#### EXCERPTED PASSAGE:
* Start *

Another common problem with A/B testing is that the sample size is not defined beforehand. The p-value can change over the course of an experiment, and so statistically significant results can no longer be significant after a few days because the number of cases has changed. In addition, it is not only the significance that is of interest, but also the strength/selectivity/power of a test, which is only displayed in very few test tools.

But these are mainly problems with the tools, not the frequentist approach used by most tools. The “problem” with the Frequentists approach is that a model doesn’t change when new data comes in. For example, with returning visitors, a change on the page can be learned at some point, so that an initial A/B test predicts a big impact, but the actual effect is much smaller because the Frequentists approach simply counts the total number of conversions, not the development. In Bayesian inference, however, newly incoming data is taken into account in order to refine the model; decreasing conversion rates would influence the model. Data that exists “before”, so to speak, and influences the assumptions about the influence in an experiment are called initial probability or “priors” (I write priors because it’s faster). The example in the Google Help Center (which is also often used elsewhere) is that if you misplace your cell phone in the house, according to Bayesian inference, you can use the knowledge that you like to forget your cell phone in the bedroom and also “run after” a ring. You are not allowed to do that with the Frequentists.

* End *

#### DIRECTIONS FOR THIS TASK:
Duplicate the part of the A/B testing text that starts at "Another common problem" and ends at "few test tools.".

#### STORED RECORDS:
* Start *

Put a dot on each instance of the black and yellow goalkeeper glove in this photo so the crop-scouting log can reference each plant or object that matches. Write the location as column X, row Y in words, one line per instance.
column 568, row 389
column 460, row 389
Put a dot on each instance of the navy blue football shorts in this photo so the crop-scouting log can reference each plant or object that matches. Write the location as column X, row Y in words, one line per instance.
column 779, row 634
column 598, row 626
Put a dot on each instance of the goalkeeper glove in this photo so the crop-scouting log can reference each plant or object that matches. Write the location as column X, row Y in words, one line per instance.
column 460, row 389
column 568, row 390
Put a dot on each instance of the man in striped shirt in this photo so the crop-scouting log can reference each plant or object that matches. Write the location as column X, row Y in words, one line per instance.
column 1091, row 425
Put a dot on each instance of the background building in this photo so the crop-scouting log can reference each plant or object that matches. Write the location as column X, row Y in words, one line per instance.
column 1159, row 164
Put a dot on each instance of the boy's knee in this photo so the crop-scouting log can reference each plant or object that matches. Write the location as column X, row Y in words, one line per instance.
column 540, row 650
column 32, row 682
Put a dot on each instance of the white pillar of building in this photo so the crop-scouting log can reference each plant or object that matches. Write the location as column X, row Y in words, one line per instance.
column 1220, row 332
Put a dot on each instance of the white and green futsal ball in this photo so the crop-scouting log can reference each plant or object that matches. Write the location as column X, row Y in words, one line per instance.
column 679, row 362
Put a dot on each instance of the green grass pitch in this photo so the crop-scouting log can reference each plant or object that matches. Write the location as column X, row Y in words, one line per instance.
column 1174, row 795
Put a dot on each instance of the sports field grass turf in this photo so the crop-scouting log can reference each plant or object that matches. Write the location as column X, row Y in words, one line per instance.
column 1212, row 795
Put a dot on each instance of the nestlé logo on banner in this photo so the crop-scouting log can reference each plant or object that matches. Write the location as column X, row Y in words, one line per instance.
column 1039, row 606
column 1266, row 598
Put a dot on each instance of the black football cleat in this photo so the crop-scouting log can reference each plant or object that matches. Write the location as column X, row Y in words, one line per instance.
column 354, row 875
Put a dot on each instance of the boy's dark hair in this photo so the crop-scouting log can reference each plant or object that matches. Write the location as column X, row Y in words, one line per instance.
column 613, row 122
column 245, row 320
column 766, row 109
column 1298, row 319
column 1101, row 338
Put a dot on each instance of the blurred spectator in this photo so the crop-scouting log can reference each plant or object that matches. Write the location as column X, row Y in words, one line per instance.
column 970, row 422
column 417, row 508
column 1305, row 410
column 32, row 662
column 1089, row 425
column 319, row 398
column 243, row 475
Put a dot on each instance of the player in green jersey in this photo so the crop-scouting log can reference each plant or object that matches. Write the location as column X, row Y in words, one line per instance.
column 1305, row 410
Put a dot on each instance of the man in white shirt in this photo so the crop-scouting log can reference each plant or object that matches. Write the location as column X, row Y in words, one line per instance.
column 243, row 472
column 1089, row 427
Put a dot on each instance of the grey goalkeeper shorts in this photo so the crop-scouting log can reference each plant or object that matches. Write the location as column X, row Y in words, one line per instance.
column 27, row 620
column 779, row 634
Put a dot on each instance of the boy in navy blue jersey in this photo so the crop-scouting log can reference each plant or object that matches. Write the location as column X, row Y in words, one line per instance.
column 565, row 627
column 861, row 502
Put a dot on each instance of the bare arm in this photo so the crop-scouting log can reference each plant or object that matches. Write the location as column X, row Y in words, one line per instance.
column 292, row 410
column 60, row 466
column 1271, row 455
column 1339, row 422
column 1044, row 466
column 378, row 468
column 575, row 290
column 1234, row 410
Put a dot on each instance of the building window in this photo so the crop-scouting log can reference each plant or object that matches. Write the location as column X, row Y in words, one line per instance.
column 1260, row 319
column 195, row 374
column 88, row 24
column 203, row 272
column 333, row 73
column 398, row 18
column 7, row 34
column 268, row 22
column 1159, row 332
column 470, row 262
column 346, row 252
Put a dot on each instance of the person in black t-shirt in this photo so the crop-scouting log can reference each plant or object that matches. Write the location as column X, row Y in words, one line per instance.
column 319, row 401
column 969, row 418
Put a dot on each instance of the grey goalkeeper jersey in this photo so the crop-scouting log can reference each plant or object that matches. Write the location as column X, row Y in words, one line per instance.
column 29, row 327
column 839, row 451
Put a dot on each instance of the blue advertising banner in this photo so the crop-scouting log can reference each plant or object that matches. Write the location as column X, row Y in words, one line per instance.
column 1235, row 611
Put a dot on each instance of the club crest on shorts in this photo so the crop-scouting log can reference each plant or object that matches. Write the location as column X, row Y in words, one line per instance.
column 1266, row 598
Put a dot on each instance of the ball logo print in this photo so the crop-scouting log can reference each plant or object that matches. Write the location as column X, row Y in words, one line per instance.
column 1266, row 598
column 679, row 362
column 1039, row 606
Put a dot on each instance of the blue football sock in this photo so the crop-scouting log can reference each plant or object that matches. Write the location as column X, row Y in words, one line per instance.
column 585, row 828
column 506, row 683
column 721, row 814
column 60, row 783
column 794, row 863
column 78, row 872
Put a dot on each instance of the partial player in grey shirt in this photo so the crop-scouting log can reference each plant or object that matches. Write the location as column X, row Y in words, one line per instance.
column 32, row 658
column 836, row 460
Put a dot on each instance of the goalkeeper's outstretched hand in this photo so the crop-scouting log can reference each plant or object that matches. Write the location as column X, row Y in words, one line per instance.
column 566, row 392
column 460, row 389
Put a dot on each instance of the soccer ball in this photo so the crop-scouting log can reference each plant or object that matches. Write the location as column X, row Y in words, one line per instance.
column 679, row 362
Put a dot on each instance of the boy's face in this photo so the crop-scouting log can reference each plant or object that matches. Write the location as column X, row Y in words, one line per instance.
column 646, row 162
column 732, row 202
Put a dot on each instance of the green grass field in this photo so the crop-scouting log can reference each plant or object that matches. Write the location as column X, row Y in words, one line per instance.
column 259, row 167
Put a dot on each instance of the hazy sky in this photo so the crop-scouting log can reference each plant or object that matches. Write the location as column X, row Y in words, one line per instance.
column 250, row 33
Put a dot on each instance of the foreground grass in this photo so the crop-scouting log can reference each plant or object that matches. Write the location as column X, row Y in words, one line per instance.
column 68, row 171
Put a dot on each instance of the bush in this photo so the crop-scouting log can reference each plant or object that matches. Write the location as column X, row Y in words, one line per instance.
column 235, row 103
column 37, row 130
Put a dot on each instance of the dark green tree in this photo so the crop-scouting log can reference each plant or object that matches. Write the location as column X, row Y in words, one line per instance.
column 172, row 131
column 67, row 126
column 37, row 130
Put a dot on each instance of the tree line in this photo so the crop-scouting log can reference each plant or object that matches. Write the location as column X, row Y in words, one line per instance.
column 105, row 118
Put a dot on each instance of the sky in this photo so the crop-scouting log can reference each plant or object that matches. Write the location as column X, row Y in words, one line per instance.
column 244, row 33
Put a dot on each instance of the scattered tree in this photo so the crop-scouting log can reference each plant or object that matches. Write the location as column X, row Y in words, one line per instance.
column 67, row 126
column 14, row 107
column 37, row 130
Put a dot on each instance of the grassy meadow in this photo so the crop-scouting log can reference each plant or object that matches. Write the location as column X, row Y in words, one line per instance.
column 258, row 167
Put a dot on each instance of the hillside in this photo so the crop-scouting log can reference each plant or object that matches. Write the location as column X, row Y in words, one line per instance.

* End *

#### ANSWER:
Another common problem with A/B testing is that the sample size is not defined beforehand. The p-value can change over the course of an experiment, and so statistically significant results can no longer be significant after a few days because the number of cases has changed. In addition, it is not only the significance that is of interest, but also the strength/selectivity/power of a test, which is only displayed in very few test tools.